--- START Entries provided ---
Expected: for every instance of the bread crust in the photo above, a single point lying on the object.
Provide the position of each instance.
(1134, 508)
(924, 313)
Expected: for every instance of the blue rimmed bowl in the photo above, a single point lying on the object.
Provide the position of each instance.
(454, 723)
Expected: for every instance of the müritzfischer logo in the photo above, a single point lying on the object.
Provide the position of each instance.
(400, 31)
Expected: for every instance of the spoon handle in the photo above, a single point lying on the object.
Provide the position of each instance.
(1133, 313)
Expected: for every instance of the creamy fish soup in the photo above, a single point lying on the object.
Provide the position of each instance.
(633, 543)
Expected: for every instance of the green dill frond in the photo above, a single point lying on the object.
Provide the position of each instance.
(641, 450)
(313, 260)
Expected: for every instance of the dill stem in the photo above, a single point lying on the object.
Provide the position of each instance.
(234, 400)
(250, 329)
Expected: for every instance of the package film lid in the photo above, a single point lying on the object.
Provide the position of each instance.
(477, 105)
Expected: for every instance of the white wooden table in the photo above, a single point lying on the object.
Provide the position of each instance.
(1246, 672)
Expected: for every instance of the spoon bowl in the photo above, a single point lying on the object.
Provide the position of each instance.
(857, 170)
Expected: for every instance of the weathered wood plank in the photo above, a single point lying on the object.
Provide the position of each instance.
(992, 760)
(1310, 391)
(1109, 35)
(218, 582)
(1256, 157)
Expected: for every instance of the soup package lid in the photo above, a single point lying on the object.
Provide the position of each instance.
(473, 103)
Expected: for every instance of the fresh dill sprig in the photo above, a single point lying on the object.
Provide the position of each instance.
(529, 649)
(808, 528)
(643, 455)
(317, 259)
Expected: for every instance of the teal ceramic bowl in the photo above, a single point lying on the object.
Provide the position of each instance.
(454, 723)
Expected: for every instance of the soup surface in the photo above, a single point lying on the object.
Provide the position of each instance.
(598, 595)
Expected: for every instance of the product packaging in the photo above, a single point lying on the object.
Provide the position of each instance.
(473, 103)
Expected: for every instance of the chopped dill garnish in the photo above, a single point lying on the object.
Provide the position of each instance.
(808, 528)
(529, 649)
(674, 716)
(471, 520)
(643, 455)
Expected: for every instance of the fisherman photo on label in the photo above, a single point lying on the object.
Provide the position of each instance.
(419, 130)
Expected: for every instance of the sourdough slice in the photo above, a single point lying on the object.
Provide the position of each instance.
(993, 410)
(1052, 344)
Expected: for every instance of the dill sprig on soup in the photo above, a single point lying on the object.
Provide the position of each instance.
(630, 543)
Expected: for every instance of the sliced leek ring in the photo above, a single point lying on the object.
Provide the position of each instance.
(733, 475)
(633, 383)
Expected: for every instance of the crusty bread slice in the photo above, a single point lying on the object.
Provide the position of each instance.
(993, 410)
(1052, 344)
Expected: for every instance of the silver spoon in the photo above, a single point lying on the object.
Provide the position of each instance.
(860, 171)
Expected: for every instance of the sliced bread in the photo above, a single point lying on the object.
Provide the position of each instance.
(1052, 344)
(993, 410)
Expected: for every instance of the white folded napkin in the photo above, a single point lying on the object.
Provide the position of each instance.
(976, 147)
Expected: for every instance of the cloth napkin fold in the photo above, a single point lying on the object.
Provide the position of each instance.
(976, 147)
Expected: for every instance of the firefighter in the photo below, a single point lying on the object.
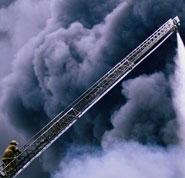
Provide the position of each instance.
(9, 155)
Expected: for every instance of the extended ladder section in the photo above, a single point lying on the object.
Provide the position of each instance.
(63, 121)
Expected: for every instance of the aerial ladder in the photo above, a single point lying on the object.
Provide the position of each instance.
(64, 120)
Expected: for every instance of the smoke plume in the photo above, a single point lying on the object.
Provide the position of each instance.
(53, 50)
(179, 88)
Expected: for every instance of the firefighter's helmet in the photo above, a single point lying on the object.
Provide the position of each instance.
(13, 142)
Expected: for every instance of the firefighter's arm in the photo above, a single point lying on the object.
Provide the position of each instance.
(18, 151)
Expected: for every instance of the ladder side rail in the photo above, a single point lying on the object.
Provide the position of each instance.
(48, 138)
(129, 62)
(113, 77)
(112, 70)
(110, 79)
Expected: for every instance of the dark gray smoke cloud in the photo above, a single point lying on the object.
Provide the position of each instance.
(59, 48)
(148, 116)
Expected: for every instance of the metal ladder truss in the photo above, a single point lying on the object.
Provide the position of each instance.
(64, 120)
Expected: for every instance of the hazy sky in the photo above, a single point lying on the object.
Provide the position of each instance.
(53, 50)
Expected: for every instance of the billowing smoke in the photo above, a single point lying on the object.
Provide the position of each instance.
(145, 119)
(179, 88)
(126, 160)
(53, 50)
(148, 116)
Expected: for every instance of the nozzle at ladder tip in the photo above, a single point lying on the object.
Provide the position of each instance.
(176, 21)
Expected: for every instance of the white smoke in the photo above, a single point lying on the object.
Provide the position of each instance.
(126, 160)
(131, 159)
(178, 86)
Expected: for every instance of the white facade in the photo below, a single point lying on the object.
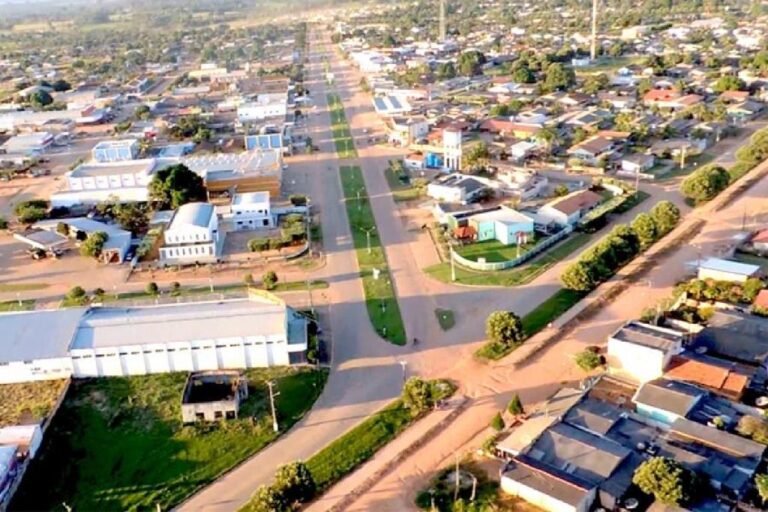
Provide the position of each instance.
(192, 236)
(251, 211)
(452, 140)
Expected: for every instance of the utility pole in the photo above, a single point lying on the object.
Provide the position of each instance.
(442, 20)
(593, 46)
(272, 396)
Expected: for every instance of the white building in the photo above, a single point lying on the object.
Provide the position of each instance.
(259, 331)
(640, 352)
(192, 236)
(93, 183)
(452, 141)
(251, 211)
(262, 107)
(115, 150)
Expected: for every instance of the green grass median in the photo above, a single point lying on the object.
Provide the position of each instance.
(380, 298)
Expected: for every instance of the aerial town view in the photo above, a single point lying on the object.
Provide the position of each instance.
(384, 255)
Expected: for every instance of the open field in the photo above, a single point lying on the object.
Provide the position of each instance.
(29, 401)
(517, 276)
(118, 443)
(380, 298)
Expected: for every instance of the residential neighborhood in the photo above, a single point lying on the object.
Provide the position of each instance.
(338, 256)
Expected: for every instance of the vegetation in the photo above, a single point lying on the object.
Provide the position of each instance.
(667, 480)
(380, 299)
(175, 186)
(118, 443)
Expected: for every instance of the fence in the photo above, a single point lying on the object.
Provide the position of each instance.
(502, 265)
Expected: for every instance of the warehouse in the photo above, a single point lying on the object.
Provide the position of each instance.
(259, 331)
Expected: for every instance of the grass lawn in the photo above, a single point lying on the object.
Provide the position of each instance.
(445, 318)
(13, 305)
(402, 191)
(387, 321)
(517, 276)
(342, 135)
(535, 321)
(22, 287)
(28, 402)
(494, 251)
(118, 443)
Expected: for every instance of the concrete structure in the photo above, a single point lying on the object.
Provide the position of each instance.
(116, 247)
(94, 342)
(115, 150)
(456, 188)
(726, 270)
(251, 211)
(641, 352)
(569, 209)
(506, 225)
(214, 395)
(192, 236)
(452, 152)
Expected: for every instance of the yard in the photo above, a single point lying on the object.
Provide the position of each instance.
(118, 443)
(515, 276)
(29, 401)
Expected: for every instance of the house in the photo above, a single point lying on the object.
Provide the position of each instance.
(726, 270)
(192, 236)
(569, 209)
(665, 401)
(115, 150)
(591, 150)
(251, 210)
(735, 336)
(506, 225)
(116, 247)
(456, 188)
(637, 163)
(98, 341)
(640, 352)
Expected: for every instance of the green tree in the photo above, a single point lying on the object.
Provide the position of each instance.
(588, 360)
(94, 244)
(705, 183)
(666, 479)
(515, 405)
(665, 216)
(269, 280)
(761, 483)
(558, 77)
(497, 422)
(295, 482)
(175, 186)
(417, 395)
(504, 327)
(645, 229)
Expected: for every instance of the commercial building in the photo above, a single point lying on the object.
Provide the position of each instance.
(192, 236)
(115, 150)
(259, 331)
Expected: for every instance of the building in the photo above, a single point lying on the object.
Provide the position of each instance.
(93, 183)
(641, 352)
(719, 269)
(115, 249)
(251, 210)
(452, 151)
(115, 150)
(213, 395)
(456, 188)
(192, 236)
(28, 144)
(506, 225)
(259, 331)
(569, 209)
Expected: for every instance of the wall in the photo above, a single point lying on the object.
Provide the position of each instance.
(535, 251)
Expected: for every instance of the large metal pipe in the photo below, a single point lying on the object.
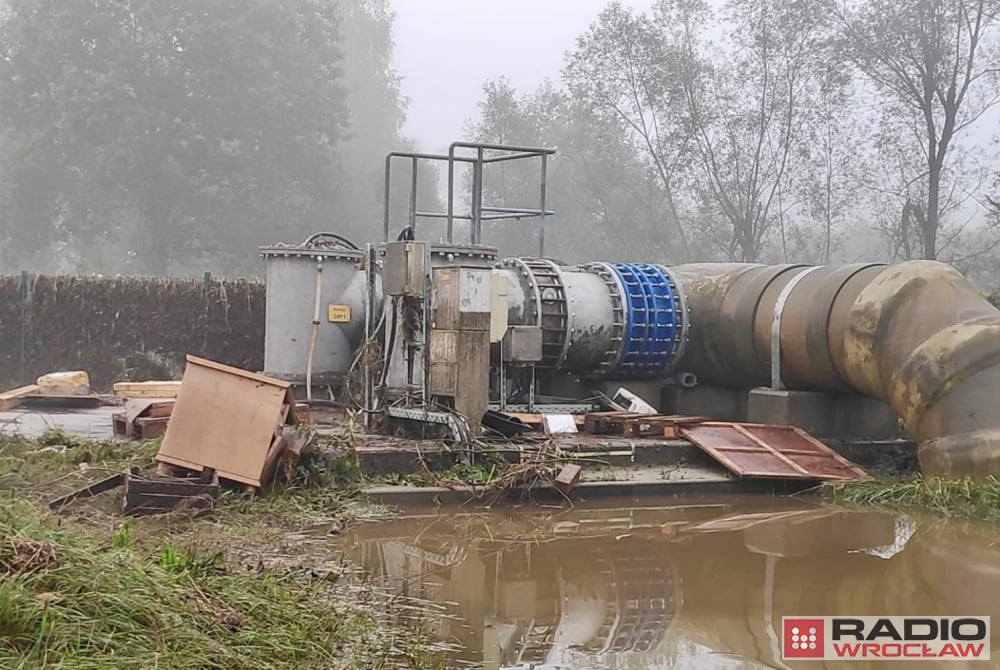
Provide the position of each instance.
(916, 335)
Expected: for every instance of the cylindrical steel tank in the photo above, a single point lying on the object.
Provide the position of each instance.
(917, 335)
(291, 276)
(614, 320)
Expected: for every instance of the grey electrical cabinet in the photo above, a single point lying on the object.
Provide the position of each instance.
(403, 272)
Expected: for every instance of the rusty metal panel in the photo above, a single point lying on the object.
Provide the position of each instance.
(780, 452)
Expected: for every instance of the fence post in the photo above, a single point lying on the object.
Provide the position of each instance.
(23, 354)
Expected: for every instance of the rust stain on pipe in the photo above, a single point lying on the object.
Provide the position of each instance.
(917, 335)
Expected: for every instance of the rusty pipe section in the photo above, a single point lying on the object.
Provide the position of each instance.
(917, 335)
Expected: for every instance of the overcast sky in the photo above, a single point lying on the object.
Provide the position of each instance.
(446, 49)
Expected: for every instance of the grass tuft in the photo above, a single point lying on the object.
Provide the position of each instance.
(966, 498)
(94, 591)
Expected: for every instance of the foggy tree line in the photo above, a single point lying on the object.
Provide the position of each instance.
(768, 131)
(175, 136)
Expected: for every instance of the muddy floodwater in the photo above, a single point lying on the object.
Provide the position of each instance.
(678, 583)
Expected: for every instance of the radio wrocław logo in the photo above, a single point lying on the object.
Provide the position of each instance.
(887, 638)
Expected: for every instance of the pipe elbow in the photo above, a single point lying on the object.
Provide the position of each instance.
(921, 337)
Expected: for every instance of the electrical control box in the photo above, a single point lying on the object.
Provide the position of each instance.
(403, 269)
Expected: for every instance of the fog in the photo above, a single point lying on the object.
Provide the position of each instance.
(174, 137)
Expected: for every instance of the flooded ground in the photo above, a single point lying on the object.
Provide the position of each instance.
(698, 584)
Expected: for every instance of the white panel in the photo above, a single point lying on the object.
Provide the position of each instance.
(475, 291)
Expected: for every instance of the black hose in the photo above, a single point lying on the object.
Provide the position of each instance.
(340, 238)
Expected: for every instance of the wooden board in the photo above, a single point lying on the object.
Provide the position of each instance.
(11, 399)
(226, 418)
(773, 452)
(149, 428)
(158, 495)
(90, 490)
(535, 420)
(62, 401)
(154, 389)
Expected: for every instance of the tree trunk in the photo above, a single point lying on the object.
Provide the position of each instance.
(929, 229)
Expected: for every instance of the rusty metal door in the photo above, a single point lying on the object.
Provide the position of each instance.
(778, 452)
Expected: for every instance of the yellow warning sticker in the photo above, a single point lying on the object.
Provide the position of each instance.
(339, 313)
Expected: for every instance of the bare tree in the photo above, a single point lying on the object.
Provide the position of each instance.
(935, 62)
(748, 110)
(629, 72)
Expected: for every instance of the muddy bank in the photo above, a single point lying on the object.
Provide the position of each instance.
(88, 588)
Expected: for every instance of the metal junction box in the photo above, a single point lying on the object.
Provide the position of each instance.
(403, 268)
(522, 344)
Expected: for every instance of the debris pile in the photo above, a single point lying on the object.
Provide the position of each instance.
(219, 425)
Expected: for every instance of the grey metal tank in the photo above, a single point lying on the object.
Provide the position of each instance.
(291, 275)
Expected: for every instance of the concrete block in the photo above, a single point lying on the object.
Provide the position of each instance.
(859, 416)
(825, 415)
(712, 401)
(815, 413)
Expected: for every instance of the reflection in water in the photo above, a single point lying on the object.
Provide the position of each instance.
(695, 585)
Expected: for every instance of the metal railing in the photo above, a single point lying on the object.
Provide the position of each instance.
(484, 154)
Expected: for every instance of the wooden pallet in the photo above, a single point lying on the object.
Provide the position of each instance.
(154, 389)
(632, 425)
(158, 495)
(146, 420)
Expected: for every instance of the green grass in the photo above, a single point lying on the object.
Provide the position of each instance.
(86, 589)
(978, 499)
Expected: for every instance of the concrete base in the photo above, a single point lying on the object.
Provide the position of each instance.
(824, 415)
(711, 401)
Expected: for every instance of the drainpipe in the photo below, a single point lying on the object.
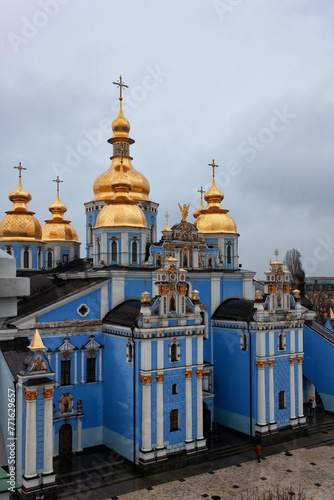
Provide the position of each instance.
(134, 397)
(250, 383)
--- END Entries provided ---
▸ What this task involves
Go to the line containing "Expected: for every instance of the grey metal" and set it down, along with every later line through the last one, exactly as written and without the pictures.

▸ Exercise response
Expected: for every instance of the grey metal tank in the photo above, a single point lying on the object.
Provide the position of each instance.
(291, 275)
Expected: for every instance of the concrete block in the photo above, a single point lying on the object.
Provide the position of each instance.
(859, 416)
(825, 415)
(712, 401)
(815, 413)
Expected: for every instance of the reflection in water in the photo above, a single point lying on the object.
Provide the position of each instance.
(695, 585)
Expected: for every instance of the metal railing in the photo above, a single point lying on the object.
Provide the position of each instance.
(484, 154)
Expected: for every instance of the wooden pallet in the photo above, a single point lying on the object.
Provide the position of each instance.
(154, 389)
(632, 425)
(158, 495)
(146, 420)
Expected: for every instance of the green grass in the photo above, a single point lying on the object.
Provide the position of each instance.
(86, 589)
(978, 499)
Expected: for every instance of the concrete base in the photo above, a single point lying on the object.
Provide the position of each instance.
(824, 415)
(711, 401)
Expected: for every instance of the drainpipe in the photo below, a single point lying on the object.
Provide the position of each instance.
(134, 397)
(250, 383)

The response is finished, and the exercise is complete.